- Exercise passage:
--- START ---
I can testify what they did 46 years from personal experience. I spent about two weeks in the hospital and then some amount of time confined to quarters (we lived in a 4th floor walkup and several friends carried me up in a chair, believe it or not). They certainly did know about smoking and I have not smoked a single cigarette from that day to this.

They did have diuretics in those days and I also took a blood thinner (coumadin) for about a year. Eight years later (1973), they put me on a beta blocker which had the effect of lowering my resting pulse rate to around 48. It blocks the body’s response to adrenalin and is sometimes used to overcome stage fright in actors or the yips in athletes. It also lowers the blood pressure somewhat. Interestingly, my uncle, who was a biochemist teaching in a med school, discussed me in 1973 with a cardiologist colleague who was surprised that I didn’t have a bypass. Well, I have seen some very bad outcomes among people with bypasses (as well as excellent outcomes, to be sure) and I am just as happy I have never had one.
--- END ---
- Supplied material:
--- START ---
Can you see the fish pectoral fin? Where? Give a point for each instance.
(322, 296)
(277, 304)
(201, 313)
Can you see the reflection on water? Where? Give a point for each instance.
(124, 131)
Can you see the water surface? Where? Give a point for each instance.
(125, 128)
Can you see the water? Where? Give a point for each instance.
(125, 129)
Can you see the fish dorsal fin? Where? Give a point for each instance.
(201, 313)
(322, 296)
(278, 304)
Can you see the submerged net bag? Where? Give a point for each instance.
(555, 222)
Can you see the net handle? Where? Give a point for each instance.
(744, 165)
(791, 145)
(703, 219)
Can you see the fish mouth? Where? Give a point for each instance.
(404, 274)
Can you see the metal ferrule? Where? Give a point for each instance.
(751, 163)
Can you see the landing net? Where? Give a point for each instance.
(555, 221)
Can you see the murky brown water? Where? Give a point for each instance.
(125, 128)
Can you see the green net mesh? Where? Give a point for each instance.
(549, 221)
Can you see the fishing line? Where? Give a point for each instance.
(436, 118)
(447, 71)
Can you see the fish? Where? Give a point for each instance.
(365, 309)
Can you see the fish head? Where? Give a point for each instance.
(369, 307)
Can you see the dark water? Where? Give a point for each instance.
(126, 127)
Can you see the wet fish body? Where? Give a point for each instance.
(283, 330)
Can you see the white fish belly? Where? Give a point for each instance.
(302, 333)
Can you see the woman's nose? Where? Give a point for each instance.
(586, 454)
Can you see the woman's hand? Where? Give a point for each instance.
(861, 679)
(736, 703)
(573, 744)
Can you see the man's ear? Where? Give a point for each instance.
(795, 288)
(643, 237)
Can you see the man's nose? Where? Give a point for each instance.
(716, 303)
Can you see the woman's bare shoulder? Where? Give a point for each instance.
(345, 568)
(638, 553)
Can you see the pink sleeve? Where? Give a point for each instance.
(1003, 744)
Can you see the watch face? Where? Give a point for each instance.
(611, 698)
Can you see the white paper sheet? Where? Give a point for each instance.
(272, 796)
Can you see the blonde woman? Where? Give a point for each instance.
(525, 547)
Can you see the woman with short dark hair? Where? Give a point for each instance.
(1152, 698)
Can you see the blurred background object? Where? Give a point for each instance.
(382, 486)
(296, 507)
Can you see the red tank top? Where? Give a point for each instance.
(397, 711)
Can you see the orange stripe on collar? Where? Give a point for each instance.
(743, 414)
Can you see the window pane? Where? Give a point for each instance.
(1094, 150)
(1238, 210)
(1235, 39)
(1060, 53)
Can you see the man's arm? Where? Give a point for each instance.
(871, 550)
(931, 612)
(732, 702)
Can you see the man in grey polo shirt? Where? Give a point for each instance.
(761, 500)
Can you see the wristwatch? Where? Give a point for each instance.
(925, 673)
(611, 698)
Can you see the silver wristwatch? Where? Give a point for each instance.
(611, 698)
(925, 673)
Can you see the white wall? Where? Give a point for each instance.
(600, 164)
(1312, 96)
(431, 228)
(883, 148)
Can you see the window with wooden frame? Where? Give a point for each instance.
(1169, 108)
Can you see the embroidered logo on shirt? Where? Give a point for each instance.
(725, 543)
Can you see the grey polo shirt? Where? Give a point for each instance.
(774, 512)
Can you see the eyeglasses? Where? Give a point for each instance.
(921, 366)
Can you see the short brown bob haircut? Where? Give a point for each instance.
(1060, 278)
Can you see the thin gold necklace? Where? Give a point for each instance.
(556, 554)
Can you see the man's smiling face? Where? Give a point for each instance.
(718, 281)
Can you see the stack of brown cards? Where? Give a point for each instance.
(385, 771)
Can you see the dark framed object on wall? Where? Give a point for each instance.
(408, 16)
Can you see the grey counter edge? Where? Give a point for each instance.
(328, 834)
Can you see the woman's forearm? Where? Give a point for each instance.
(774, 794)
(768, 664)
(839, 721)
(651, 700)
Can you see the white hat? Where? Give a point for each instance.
--- END ---
- Directions:
- 1) In the account of heart treatment, what blood thinner did the writer take, and for how long?
- 2) Resume the account of heart treatment, picking up after its last sentence.
The data has no connection to the account of heart treatment.

- Task-by-task outputs:
- 1) Coumadin, for about a year.

- 2)
About ten years I had a cardiac ultrasound examination and they could find no evidence of scar tissue. I guess the fact that I was 28 at the time of the attack meant that my heart could heal. I am convinced, without evidence, that it was the smoking that did me in. Perhaps I had a variant form of hemoglobin that was ultra-sensitive to CO. My wife says my complexion changed from yellow to pink when I stopped smoking.

Many people died if they had a heart attack. Many of my relatives and friends. One boy (in my high school) died of a sudden heart attack in his sleep. Life span was much shorter than now. My brothers (all 5) had open heart surgery,one had many operations and is still living at age 82 he will be 83 in June. Had my father or father in-law had the same surgeries they may have well lived for many more years!

I think I read death rates from heart attacks and strokes declined about 60% from 1950 to about 2000, and I think death rates declined about 30% from 2000-2010. So there have been tons of advances in averting/delaying death.

http://www.cdc.gov/mmwr/preview/mmwrhtml/mm4830a1.htm

But my grandfather had his first heart attack in the 1960s when he was in his 40s. He survived, had 2 more (one when he was in his 60s, another in his 70s) and lived to be 81. People like LBJ had heart attacks and lived productive lives for years afterwards. An older coworker had her father have his first in this 30s, and he lived until his 70s and died of cancer, not heart disease.

My dad took the hint and tried to be proactive about his heart health since he knew it ran in the family. He was on several meds for hypertension, cholesterol, triglycerides, etc. He had a triple bypass when he was almost 60 anyway.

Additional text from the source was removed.